→ **Work to be completed**
Rewrite the lines from the one holding "Isolate every outdoor" through the end of the rows, inclusive, including the requests. Scale every coordinate in the answers by 1.15 and round to whole numbers, with halves rounded up.

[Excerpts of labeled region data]
◇ ◇ ◇ ◇ ◇ ◇ ◇

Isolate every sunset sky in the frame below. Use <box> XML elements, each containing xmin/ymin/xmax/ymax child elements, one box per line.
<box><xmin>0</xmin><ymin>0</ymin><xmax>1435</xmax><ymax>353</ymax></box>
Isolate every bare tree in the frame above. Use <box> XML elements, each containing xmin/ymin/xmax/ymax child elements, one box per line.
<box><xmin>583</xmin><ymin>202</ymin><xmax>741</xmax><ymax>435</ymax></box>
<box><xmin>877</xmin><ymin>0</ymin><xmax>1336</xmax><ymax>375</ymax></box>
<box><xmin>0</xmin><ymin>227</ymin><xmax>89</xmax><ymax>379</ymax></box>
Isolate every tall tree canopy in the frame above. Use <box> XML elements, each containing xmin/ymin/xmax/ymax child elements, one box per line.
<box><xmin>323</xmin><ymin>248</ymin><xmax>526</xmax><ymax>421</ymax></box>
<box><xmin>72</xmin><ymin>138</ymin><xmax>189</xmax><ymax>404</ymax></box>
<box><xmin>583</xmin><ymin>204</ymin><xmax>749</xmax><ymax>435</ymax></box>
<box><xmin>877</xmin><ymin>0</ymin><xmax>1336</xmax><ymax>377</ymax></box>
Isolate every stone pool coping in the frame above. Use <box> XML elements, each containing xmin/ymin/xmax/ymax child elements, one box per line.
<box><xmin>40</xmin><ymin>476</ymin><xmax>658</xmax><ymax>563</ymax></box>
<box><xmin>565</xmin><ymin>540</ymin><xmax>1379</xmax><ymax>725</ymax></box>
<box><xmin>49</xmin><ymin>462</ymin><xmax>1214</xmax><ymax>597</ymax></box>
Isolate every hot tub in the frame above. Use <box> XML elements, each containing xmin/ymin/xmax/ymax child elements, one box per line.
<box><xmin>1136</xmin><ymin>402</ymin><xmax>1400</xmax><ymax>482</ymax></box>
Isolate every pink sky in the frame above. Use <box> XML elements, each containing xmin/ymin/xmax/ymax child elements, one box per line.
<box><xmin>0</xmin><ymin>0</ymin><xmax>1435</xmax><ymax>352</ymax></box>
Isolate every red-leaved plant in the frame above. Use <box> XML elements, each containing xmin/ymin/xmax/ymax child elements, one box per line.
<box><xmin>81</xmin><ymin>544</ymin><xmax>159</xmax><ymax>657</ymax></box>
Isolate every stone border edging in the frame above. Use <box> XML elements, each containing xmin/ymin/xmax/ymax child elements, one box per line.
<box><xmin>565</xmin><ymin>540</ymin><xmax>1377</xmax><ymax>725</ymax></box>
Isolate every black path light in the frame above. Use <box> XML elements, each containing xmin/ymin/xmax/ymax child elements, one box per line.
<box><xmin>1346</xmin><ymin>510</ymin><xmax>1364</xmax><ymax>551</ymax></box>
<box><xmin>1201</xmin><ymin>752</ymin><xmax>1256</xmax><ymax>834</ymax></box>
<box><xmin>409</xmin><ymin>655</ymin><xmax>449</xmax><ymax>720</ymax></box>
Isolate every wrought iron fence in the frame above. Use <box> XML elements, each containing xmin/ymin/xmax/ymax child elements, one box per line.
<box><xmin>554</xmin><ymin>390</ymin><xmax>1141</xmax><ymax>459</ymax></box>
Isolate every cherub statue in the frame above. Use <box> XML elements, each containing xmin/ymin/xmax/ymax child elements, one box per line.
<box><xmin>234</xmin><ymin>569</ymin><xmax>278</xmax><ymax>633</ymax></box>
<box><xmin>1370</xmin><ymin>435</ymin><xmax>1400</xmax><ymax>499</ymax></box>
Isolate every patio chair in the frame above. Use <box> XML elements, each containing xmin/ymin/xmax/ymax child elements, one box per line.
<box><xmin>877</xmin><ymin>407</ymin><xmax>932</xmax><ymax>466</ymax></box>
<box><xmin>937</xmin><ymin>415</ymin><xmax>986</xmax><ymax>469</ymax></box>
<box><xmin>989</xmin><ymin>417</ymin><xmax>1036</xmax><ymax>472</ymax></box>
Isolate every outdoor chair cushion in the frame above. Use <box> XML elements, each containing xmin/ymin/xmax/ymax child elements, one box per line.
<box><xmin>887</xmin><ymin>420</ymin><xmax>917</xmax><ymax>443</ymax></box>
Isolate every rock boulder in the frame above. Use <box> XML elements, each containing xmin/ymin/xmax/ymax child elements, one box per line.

◇ ◇ ◇ ◇ ◇ ◇ ◇

→ **Exercise result**
Isolate every outdoor chair cushion in the frame above. Use <box> XML elements, each containing xmin/ymin/xmax/ymax child elements, one box per line.
<box><xmin>1020</xmin><ymin>483</ymin><xmax>1055</xmax><ymax>509</ymax></box>
Isolate every rock boulder in the frame above. Use <box> XML elements, each containing xmin/ymin/xmax/ymax child elements, one box per line.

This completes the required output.